_Exercise prompt:_
Reproduce the material below from its start through the line containing "POLYGON ((229 47, 233", requests included, and raise every polygon vertex coordinate in the answers by 125. Leave the coordinates in the requests and their sample outputs unchanged, and omit the pictures.

-- start --

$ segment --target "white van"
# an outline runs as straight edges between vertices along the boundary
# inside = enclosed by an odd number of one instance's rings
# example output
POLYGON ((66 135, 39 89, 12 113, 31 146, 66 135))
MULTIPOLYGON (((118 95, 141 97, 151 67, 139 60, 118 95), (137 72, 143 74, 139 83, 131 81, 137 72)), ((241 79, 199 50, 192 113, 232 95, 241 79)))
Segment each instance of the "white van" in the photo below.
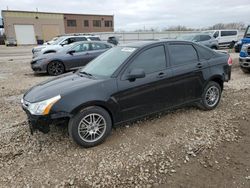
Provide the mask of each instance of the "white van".
POLYGON ((229 47, 233 48, 234 44, 239 40, 239 31, 238 30, 210 30, 205 31, 210 33, 214 38, 218 40, 220 47, 229 47))

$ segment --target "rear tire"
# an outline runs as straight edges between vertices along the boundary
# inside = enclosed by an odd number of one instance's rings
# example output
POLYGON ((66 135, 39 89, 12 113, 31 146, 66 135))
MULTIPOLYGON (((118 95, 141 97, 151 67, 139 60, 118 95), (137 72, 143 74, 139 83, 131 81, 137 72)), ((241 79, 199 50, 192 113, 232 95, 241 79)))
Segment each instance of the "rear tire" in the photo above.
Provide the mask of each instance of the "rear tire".
POLYGON ((211 49, 218 50, 218 47, 217 46, 212 46, 211 49))
POLYGON ((111 129, 112 121, 109 113, 97 106, 81 110, 71 118, 68 125, 70 137, 85 148, 104 142, 111 129))
POLYGON ((232 41, 232 42, 229 44, 229 46, 228 46, 228 47, 229 47, 230 49, 232 49, 232 48, 234 47, 234 45, 235 45, 235 42, 234 42, 234 41, 232 41))
POLYGON ((47 72, 51 76, 57 76, 65 72, 65 67, 60 61, 52 61, 48 64, 47 72))
POLYGON ((202 99, 198 107, 202 110, 213 110, 219 104, 221 98, 221 87, 217 82, 210 81, 204 88, 202 99))
POLYGON ((241 67, 241 70, 242 70, 244 73, 250 73, 250 68, 243 68, 243 67, 241 67))

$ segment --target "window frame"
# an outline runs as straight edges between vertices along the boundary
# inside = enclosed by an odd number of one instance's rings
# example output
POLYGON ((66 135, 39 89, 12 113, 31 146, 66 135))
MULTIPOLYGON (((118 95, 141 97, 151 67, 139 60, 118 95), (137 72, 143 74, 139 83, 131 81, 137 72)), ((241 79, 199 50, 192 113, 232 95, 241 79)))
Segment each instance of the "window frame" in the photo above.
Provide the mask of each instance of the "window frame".
POLYGON ((93 27, 102 27, 102 20, 93 20, 92 23, 93 23, 93 27), (96 26, 96 25, 95 25, 95 22, 96 22, 96 23, 100 23, 100 26, 96 26))
MULTIPOLYGON (((147 47, 144 47, 142 49, 140 49, 139 51, 137 51, 127 62, 126 64, 122 67, 122 70, 120 71, 120 80, 126 80, 126 75, 127 75, 127 72, 128 72, 128 68, 129 66, 134 62, 134 60, 140 56, 143 52, 145 52, 146 50, 149 50, 151 48, 155 48, 155 47, 159 47, 159 46, 162 46, 163 47, 163 50, 164 50, 164 55, 165 55, 165 69, 164 70, 167 70, 168 67, 169 67, 169 58, 167 56, 167 51, 166 51, 166 44, 165 43, 161 43, 161 44, 156 44, 156 45, 150 45, 150 46, 147 46, 147 47)), ((151 72, 151 73, 146 73, 145 72, 145 75, 147 77, 147 75, 150 75, 150 74, 155 74, 156 72, 159 72, 159 71, 163 71, 163 70, 158 70, 158 71, 155 71, 155 72, 151 72)))
POLYGON ((83 27, 89 27, 89 20, 83 20, 83 27), (88 23, 86 25, 86 23, 88 23))
POLYGON ((76 23, 76 20, 74 20, 74 19, 69 19, 69 20, 67 20, 67 27, 77 27, 77 23, 76 23), (69 24, 69 22, 71 22, 71 23, 75 23, 75 25, 73 24, 69 24))
POLYGON ((113 21, 112 20, 105 20, 104 27, 113 27, 113 21))
MULTIPOLYGON (((184 42, 170 42, 167 44, 167 51, 168 51, 168 56, 169 56, 169 66, 171 68, 173 67, 181 67, 181 66, 185 66, 185 65, 188 65, 188 63, 181 63, 181 64, 178 64, 178 65, 175 65, 173 64, 173 61, 172 61, 172 57, 171 57, 171 54, 170 54, 170 47, 171 45, 190 45, 193 47, 195 53, 196 53, 196 57, 197 57, 197 62, 200 61, 200 58, 199 58, 199 54, 198 54, 198 51, 197 49, 195 48, 195 46, 192 44, 192 43, 184 43, 184 42)), ((193 62, 194 63, 197 63, 197 62, 193 62)))
POLYGON ((210 35, 200 35, 200 42, 208 41, 208 40, 211 40, 211 39, 212 39, 212 37, 210 35), (202 40, 202 37, 207 37, 207 39, 202 40))

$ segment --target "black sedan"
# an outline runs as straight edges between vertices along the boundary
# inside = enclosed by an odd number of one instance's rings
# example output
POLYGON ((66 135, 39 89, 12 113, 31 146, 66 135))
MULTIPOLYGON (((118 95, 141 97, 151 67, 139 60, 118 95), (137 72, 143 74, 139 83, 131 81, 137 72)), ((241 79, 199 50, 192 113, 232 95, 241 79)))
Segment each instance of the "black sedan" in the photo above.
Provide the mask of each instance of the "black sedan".
POLYGON ((194 103, 220 101, 231 77, 228 54, 187 41, 139 42, 114 47, 75 73, 41 83, 22 99, 31 130, 66 122, 81 146, 100 144, 113 126, 194 103))
POLYGON ((31 61, 31 68, 37 73, 57 76, 66 71, 79 69, 91 60, 112 48, 105 42, 76 42, 56 53, 42 54, 31 61))

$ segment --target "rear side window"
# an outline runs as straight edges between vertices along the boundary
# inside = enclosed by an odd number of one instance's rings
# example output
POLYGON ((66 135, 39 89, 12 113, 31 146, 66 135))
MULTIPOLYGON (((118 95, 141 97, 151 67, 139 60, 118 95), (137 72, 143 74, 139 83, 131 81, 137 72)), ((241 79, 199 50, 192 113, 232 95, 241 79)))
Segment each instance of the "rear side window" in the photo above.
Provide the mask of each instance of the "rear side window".
POLYGON ((76 37, 76 41, 86 41, 85 37, 76 37))
POLYGON ((128 70, 139 68, 146 74, 166 69, 164 46, 157 46, 145 50, 130 64, 128 70))
POLYGON ((195 48, 201 61, 211 59, 214 55, 213 52, 211 52, 209 49, 204 48, 203 46, 195 45, 195 48))
POLYGON ((219 31, 216 31, 213 35, 214 38, 217 38, 219 36, 219 31))
POLYGON ((197 53, 191 44, 170 44, 168 49, 172 66, 198 61, 197 53))
POLYGON ((206 41, 206 40, 210 40, 211 37, 209 35, 201 35, 200 39, 201 39, 201 41, 206 41))
POLYGON ((91 41, 101 41, 99 37, 88 37, 91 41))
POLYGON ((108 45, 102 43, 92 43, 92 50, 102 50, 108 48, 108 45))
POLYGON ((234 36, 237 35, 237 31, 221 31, 221 36, 234 36))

-- end --

_Expected answer:_
$ segment --target "white van"
# an outline runs as straight edges between vertices along the boundary
# inside = enclosed by an odd number of one instance's rings
# example output
POLYGON ((66 135, 39 89, 12 113, 31 146, 66 135))
MULTIPOLYGON (((118 95, 141 97, 151 67, 139 60, 118 95), (137 72, 143 74, 139 83, 131 81, 137 72)), ((241 79, 199 50, 192 113, 232 95, 241 79)))
Segment each instance of the "white van" in the photo below.
Provide the mask of each instance of the "white van".
POLYGON ((354 172, 358 173, 359 169, 364 165, 364 156, 363 155, 335 155, 330 156, 335 158, 339 163, 343 165, 345 172, 354 172))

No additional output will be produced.